---------- Passage shown ----------
Research

The mechanical interactions between a cell and its environment play a dominant role in many biological processes including gene expression and morphogenesis. Furthermore, cellular interactions and collective cell migration are not only critical to tissue regeneration but also key to cancer metastasis and tumor invasion. Although recent conceptual, theoretical and computational advances have provided access to mechanical fields, e.g. forces and displacements, in two-dimensions, the three dimensional fields remain inaccessible.

The behavior of bulk fluid contrast significantly with that of a confined fluid. This is a consequence of pore morphology, topology and the strength of fluid-solid interactions that alter the energy landscape of a fluid. The effect of confinement on fluid behavior is of interest for a range of scientific and engineering applications. In the case of disordered porous materials, the effect of underlying effective random fields induced by structural and/or chemical disorder on degree of confinement, nature of phase transition, and critical exponents are still unclear.

Considering the large carbon footprint of cement production as building materials, jammed granular structures made from entangled non-convex particles can inspire a new class of building materials. While recent studies have demonstrated the ability of such structures to carry tensile forces, the interplay of particle topology, interlocking capability and mechanical behavior remains to be fully unraveled.
---------- Information ----------
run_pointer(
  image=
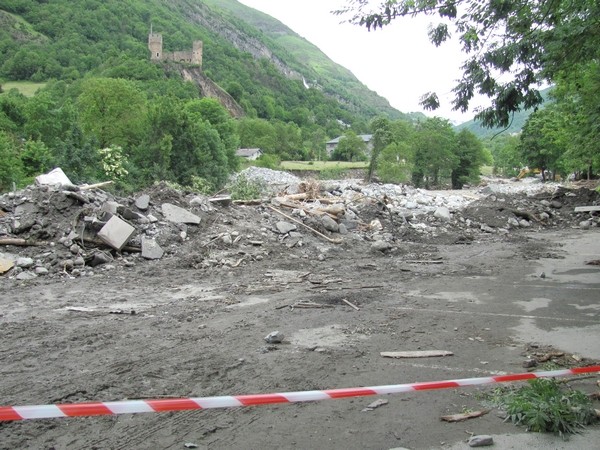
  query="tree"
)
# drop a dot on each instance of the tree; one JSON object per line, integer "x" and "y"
{"x": 542, "y": 140}
{"x": 434, "y": 147}
{"x": 212, "y": 111}
{"x": 382, "y": 137}
{"x": 510, "y": 45}
{"x": 576, "y": 95}
{"x": 506, "y": 156}
{"x": 471, "y": 156}
{"x": 113, "y": 110}
{"x": 10, "y": 164}
{"x": 395, "y": 163}
{"x": 351, "y": 147}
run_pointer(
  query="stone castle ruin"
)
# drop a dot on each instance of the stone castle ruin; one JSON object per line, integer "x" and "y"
{"x": 157, "y": 54}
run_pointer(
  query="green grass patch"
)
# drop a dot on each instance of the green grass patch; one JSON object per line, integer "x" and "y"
{"x": 486, "y": 171}
{"x": 27, "y": 88}
{"x": 545, "y": 405}
{"x": 319, "y": 166}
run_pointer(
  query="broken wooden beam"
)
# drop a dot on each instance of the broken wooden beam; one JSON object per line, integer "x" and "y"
{"x": 417, "y": 354}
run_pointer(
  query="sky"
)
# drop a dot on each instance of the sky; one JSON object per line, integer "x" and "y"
{"x": 398, "y": 62}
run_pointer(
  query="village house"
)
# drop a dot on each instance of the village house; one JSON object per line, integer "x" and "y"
{"x": 249, "y": 153}
{"x": 330, "y": 146}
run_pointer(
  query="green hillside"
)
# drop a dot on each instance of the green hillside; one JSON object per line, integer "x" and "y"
{"x": 516, "y": 124}
{"x": 244, "y": 48}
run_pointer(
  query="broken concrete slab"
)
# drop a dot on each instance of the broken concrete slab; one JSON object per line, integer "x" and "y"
{"x": 481, "y": 441}
{"x": 284, "y": 227}
{"x": 223, "y": 200}
{"x": 110, "y": 207}
{"x": 330, "y": 224}
{"x": 151, "y": 249}
{"x": 176, "y": 214}
{"x": 442, "y": 213}
{"x": 7, "y": 262}
{"x": 116, "y": 233}
{"x": 417, "y": 354}
{"x": 55, "y": 177}
{"x": 142, "y": 202}
{"x": 24, "y": 262}
{"x": 587, "y": 208}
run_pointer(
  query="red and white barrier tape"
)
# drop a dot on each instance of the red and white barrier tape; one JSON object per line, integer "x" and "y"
{"x": 8, "y": 413}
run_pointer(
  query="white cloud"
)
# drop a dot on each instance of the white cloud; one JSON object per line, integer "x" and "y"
{"x": 398, "y": 62}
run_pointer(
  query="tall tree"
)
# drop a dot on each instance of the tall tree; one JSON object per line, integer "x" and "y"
{"x": 382, "y": 137}
{"x": 113, "y": 110}
{"x": 434, "y": 147}
{"x": 510, "y": 45}
{"x": 543, "y": 140}
{"x": 351, "y": 147}
{"x": 471, "y": 156}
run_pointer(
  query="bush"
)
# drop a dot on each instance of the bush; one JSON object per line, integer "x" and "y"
{"x": 243, "y": 188}
{"x": 543, "y": 406}
{"x": 268, "y": 162}
{"x": 334, "y": 173}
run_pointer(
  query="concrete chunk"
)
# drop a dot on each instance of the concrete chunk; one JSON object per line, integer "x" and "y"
{"x": 285, "y": 227}
{"x": 176, "y": 214}
{"x": 151, "y": 249}
{"x": 116, "y": 233}
{"x": 142, "y": 202}
{"x": 53, "y": 178}
{"x": 7, "y": 262}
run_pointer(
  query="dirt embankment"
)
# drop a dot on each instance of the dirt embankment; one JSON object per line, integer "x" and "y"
{"x": 83, "y": 321}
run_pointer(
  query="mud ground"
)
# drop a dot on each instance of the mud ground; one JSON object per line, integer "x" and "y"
{"x": 174, "y": 328}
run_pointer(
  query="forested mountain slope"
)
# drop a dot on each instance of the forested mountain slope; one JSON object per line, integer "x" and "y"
{"x": 258, "y": 60}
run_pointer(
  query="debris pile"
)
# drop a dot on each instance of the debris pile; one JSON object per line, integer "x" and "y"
{"x": 58, "y": 229}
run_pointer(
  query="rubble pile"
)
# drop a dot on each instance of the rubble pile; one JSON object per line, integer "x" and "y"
{"x": 56, "y": 229}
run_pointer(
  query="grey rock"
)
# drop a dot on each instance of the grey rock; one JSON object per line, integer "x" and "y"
{"x": 24, "y": 276}
{"x": 285, "y": 227}
{"x": 274, "y": 337}
{"x": 79, "y": 262}
{"x": 151, "y": 249}
{"x": 116, "y": 233}
{"x": 330, "y": 224}
{"x": 25, "y": 263}
{"x": 442, "y": 213}
{"x": 556, "y": 204}
{"x": 482, "y": 440}
{"x": 350, "y": 224}
{"x": 380, "y": 246}
{"x": 110, "y": 207}
{"x": 487, "y": 229}
{"x": 524, "y": 223}
{"x": 175, "y": 214}
{"x": 142, "y": 202}
{"x": 98, "y": 259}
{"x": 128, "y": 214}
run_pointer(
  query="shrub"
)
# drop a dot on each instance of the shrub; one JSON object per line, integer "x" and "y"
{"x": 243, "y": 188}
{"x": 543, "y": 405}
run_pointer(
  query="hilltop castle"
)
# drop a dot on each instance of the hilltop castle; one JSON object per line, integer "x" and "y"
{"x": 156, "y": 53}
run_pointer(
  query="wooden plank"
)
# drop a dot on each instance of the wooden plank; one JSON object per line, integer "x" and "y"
{"x": 417, "y": 354}
{"x": 587, "y": 208}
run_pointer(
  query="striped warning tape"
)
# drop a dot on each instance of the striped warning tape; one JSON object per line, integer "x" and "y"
{"x": 9, "y": 413}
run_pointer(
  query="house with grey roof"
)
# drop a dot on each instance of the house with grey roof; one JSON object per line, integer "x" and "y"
{"x": 330, "y": 146}
{"x": 249, "y": 153}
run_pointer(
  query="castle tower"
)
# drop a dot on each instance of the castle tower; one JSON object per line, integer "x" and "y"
{"x": 197, "y": 53}
{"x": 155, "y": 46}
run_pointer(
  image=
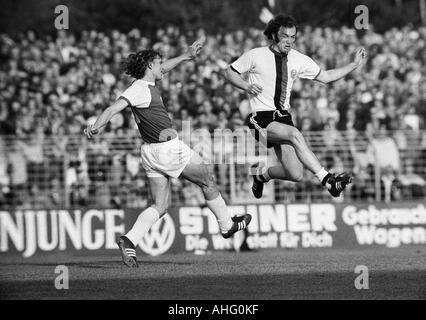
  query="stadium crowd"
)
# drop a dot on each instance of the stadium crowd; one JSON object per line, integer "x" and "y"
{"x": 51, "y": 87}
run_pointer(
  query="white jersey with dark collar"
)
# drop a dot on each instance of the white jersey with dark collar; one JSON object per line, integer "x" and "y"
{"x": 275, "y": 73}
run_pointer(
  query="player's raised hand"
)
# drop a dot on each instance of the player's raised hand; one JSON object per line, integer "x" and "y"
{"x": 360, "y": 56}
{"x": 195, "y": 49}
{"x": 254, "y": 89}
{"x": 89, "y": 132}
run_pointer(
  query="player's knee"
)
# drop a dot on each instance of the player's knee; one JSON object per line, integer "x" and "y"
{"x": 297, "y": 175}
{"x": 209, "y": 183}
{"x": 295, "y": 136}
{"x": 161, "y": 207}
----------
_Task goal_
Return the passage of the research text from "The mechanical interactions" to "fields remain inaccessible.", copied word for word.

_Response_
The mechanical interactions between a cell and its environment play a dominant role in many biological processes including gene expression and morphogenesis. Furthermore, cellular interactions and collective cell migration are not only critical to tissue regeneration but also key to cancer metastasis and tumor invasion. Although recent conceptual, theoretical and computational advances have provided access to mechanical fields, e.g. forces and displacements, in two-dimensions, the three dimensional fields remain inaccessible.